Written request 1: Transcribe the passage from the slides on sampling and estimation between "Requirements for final" and "for POSC 8410!", inclusive.
Written request 2:
Answer these from the slides on sampling and estimation:
(a) How long should the final paper be?
(b) In the voting formula, what does C stand for?
(c) Who gives the job talk scheduled for Monday 11/18?
== Source extract
Sampling, Estimators, and Estimation

Will Horne

Final Project

Reminder: Due date is December 13th, final class is the 2nd
- We will have in class presentations (not-graded), roughly 7 minutes per presentation (A chance for feedback)
Requirements for final project:
- Final paper should be 10-15 pages (including tables, figures, references). Include a clear research question and a brief literature review
- Quantitative description of your data
- Analysis of the relationship between two (or more) variables (Covariance, difference in means, regression…)

A Pitch for POSC 8410!

I’m teaching it!
Revamping both curriculum and qualifying exam process
- POST Curriculum –> Exam
Evaluate published research with state of the art methods and propose extensions using appropriate methods.
POSC 8410 will cover regression modelling, measurement, and techniques for causal inference
- Direct Goal - give you the tools you need for research
- Indirect benefit - You will be very well prepared for qualifying exams!

Job Talks

The department is hiring a tenured professor for the POST program
I highly recommend attending the job talks and taking the opportunity to meet with the candidates and ask questions
- Faculty vote on candidates, but your feedback is important
Even if you don’t care who gets hired, this is a chance to see what good public policy research looks like!
For those of you who are interested in pursuing academic careers, it is also useful to see what a job talk looks like

Job Talk Schedule

Friday 11/15 2:30 - 4 - Qing Miao (RIT): Assessing Social Equity in Federal Disaster Aid Distribution: Evidence from County-Level Analyses
Monday 11/18 2:30 - 4 - Ping Xu (URI): Federalism and the Politics of Immigrant Welfare Exclusion in the US
- Sadly, we have class. If you are very interested in this talk, let me know.
Wednesday 11/20 11:30 - 1 - Michael Jones (University of Tennessee)

Checking in

So far, we have been learning about properties of random variables and their distributions
Now, we are ready to try to estimate features of a population with data
Where do our estimators come from? What are their properties?
How does sampling work?
Problem Set next week on Estimators and Hypothesis Testing.

Some Terminology

Sample: The subset of units that are observed and measured. Size of the sample of denoted n.

Population: The set of units from which your sample is drawn. The size of the population is N.

Statistic: A numerical summary of the sample - such as the sample mean or variance

Population Parameter: A numerical summary of the population. Sample statistics have analogs in the population

We can say that the sample mean is an estimator of the population mean.

Motivating Example

Rational choice theories of political behavior struggle to explain why individuals vote
Formally, vote only if \(p(B) + D > C\) is positive where
- p is the probability of pivotality
- B is the policy benefit to the voter
- D is the “direct benefit” to the voter
- C is the cost of voting
What about the role of norms and social pressure?
====
== Stored data
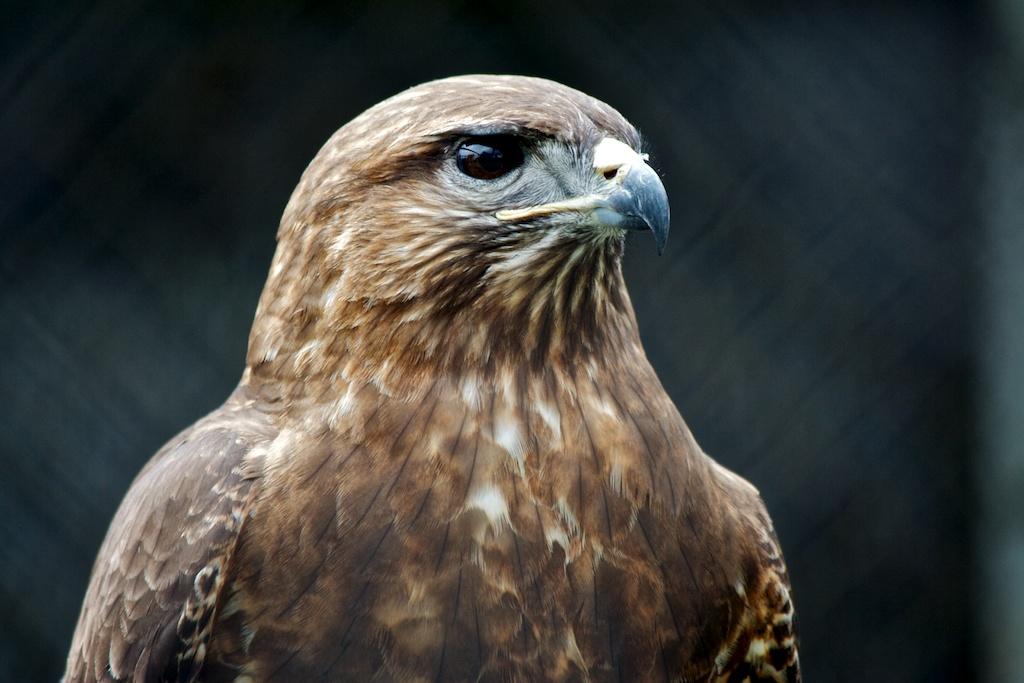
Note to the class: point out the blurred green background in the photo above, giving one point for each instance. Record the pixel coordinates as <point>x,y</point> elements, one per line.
====
Worked answer 1:
Requirements for final project:
- Final paper should be 10-15 pages (including tables, figures, references). Include a clear research question and a brief literature review
- Quantitative description of your data
- Analysis of the relationship between two (or more) variables (Covariance, difference in means, regression…)

A Pitch for POSC 8410!

Worked answer 2:
(a) 10-15 pages, including tables, figures, and references.
(b) The cost of voting.
(c) Ping Xu (URI).